*** Block opens ***

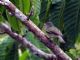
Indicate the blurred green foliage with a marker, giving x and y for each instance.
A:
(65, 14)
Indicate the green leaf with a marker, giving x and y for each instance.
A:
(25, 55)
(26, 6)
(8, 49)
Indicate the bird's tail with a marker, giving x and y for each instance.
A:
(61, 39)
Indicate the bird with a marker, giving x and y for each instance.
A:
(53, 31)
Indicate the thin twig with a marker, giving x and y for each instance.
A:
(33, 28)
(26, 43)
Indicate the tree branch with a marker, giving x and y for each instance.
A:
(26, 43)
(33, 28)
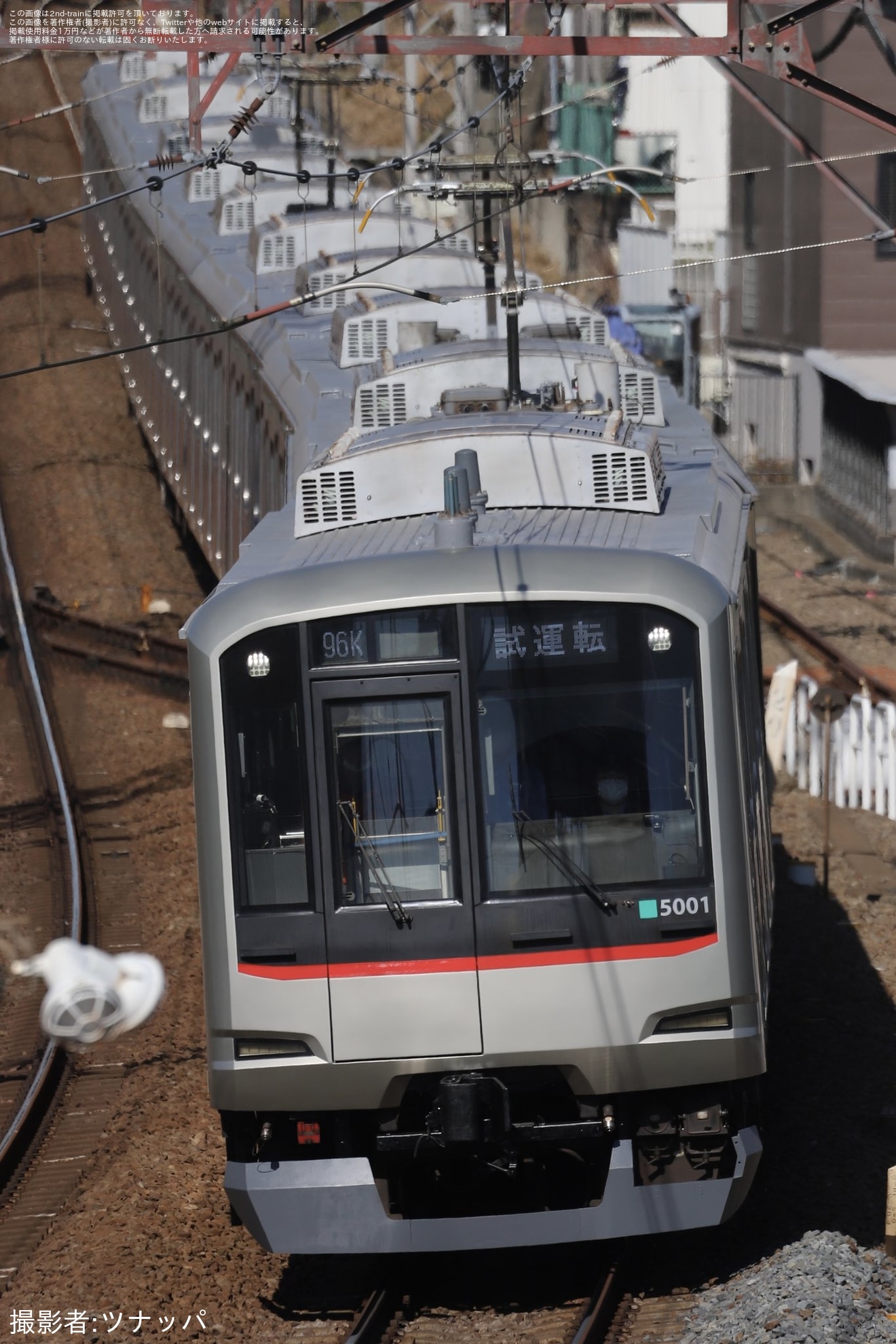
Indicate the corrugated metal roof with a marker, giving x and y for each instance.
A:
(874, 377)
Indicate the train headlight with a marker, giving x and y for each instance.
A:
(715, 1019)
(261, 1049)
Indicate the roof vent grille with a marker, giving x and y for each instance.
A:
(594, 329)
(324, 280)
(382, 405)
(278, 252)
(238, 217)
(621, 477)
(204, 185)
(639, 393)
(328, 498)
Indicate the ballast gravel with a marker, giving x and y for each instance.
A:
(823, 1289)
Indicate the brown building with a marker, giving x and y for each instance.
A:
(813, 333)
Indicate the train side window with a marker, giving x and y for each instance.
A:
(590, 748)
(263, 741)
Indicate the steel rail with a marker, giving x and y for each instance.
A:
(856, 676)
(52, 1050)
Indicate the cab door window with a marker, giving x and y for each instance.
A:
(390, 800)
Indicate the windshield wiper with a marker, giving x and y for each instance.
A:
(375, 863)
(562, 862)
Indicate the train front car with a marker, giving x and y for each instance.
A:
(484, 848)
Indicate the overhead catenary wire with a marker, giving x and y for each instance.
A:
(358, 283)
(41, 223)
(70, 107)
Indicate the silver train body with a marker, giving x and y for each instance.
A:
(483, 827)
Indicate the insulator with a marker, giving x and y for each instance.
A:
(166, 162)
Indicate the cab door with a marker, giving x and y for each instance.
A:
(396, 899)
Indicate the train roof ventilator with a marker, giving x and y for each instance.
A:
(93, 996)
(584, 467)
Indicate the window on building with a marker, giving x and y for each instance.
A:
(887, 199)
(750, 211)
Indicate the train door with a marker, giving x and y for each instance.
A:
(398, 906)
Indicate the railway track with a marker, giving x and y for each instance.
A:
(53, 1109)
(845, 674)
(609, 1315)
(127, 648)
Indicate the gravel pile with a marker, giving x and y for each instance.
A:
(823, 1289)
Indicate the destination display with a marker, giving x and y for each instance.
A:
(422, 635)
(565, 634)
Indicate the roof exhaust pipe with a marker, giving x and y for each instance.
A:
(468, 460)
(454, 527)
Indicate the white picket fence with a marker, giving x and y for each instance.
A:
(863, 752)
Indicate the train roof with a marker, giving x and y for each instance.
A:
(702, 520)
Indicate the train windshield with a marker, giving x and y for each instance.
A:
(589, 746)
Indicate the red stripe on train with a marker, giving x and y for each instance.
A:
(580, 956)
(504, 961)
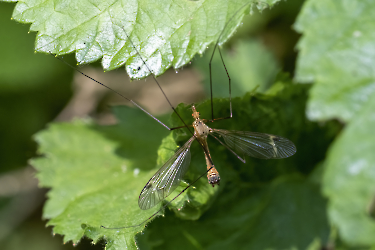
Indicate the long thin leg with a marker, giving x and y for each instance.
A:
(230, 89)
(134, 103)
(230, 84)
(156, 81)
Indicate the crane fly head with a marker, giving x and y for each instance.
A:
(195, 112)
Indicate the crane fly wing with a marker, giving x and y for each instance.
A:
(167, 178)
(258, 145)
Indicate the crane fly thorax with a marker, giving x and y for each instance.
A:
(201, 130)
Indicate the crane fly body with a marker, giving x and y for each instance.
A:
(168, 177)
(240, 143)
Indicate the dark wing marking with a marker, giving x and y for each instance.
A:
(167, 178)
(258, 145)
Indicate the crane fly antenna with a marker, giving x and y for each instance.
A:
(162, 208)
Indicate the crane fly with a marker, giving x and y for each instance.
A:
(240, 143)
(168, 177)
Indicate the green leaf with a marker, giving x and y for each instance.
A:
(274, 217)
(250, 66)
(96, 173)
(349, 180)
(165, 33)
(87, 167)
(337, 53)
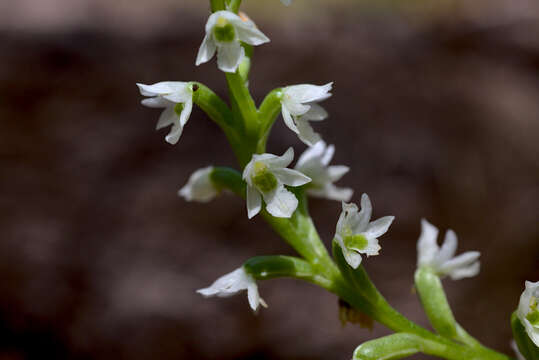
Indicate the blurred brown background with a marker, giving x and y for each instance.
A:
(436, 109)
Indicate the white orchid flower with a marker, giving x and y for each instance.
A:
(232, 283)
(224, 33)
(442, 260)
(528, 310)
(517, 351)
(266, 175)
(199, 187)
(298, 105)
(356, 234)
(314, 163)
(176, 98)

*** Block closes ***
*** Block opens ***

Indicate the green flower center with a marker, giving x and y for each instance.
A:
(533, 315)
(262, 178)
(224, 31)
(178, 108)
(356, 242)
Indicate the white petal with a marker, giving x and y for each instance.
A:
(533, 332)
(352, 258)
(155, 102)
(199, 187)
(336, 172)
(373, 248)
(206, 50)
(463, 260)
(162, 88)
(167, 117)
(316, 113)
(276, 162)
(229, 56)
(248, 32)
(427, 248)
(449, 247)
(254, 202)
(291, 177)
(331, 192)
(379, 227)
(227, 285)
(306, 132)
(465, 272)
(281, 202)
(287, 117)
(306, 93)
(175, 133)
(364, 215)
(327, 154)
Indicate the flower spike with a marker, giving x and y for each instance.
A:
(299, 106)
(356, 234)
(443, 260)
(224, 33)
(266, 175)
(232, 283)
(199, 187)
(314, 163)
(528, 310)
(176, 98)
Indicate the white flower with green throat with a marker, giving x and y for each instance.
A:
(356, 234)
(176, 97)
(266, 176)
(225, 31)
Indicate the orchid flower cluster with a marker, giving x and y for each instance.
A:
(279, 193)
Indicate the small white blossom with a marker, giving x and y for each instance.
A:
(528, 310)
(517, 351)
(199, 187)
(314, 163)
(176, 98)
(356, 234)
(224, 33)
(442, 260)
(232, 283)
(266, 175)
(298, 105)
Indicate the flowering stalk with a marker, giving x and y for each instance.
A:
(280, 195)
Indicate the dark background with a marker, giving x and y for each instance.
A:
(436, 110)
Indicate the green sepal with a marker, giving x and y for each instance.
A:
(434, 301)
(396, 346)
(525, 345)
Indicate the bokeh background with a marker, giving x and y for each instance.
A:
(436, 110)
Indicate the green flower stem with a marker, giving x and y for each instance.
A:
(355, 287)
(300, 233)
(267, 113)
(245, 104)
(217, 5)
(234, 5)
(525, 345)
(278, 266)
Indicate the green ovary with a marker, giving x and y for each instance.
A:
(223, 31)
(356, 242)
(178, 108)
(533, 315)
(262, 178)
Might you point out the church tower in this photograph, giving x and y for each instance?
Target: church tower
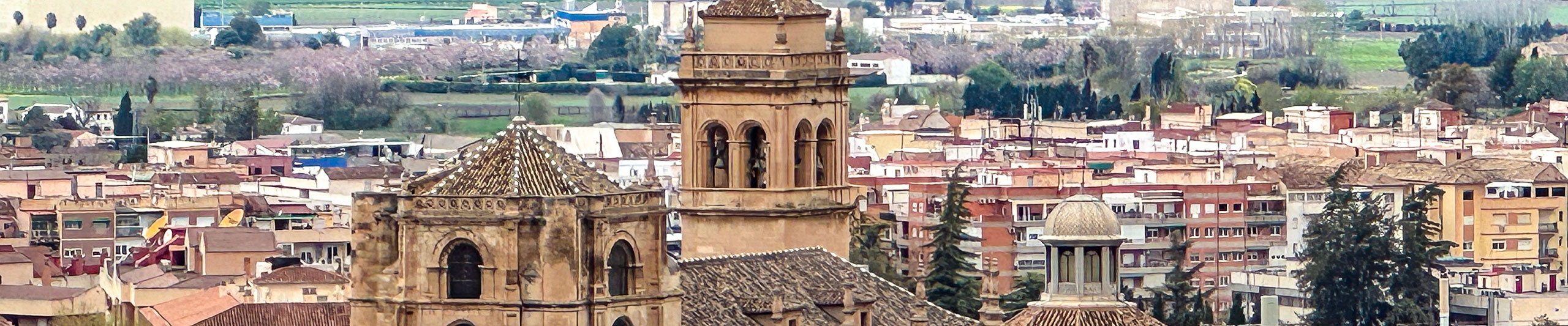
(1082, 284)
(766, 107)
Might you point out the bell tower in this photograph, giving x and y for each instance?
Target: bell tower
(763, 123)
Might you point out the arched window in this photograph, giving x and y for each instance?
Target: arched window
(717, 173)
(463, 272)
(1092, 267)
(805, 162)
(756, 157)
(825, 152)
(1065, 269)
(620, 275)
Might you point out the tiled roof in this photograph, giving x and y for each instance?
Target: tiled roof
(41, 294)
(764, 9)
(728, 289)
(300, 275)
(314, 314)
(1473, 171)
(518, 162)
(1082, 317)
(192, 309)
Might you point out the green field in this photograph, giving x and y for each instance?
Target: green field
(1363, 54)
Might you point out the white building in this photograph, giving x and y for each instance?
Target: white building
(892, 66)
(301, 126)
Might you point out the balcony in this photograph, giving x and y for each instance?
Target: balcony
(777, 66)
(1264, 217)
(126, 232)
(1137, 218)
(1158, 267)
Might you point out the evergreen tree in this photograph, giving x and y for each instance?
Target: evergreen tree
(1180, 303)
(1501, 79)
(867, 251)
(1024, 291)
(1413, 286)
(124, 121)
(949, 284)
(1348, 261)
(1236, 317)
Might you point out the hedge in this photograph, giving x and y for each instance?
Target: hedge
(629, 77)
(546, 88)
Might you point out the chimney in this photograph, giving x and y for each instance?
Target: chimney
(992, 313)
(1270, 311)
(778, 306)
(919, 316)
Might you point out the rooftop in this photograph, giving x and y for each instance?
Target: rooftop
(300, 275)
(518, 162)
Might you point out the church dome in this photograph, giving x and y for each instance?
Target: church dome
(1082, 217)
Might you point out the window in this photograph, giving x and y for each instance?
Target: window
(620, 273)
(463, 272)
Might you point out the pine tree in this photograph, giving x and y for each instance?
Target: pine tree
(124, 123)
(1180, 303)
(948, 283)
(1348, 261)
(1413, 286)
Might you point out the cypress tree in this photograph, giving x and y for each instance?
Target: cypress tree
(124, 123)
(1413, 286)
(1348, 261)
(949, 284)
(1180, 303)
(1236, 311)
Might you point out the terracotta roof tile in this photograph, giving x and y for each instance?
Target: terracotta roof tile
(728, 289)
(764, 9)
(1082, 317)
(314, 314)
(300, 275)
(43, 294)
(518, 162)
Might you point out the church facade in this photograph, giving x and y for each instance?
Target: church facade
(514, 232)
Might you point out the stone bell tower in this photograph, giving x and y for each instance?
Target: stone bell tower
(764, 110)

*** Block closes ***

▶ What is needed
Find the word "dark" in the entries. Copy each line that holds it.

▶ Answer for this exercise
Indicate the dark wing marking with a marker, giving x and y for each instance.
Indicate the dark background with a marker, giving x and y for each instance.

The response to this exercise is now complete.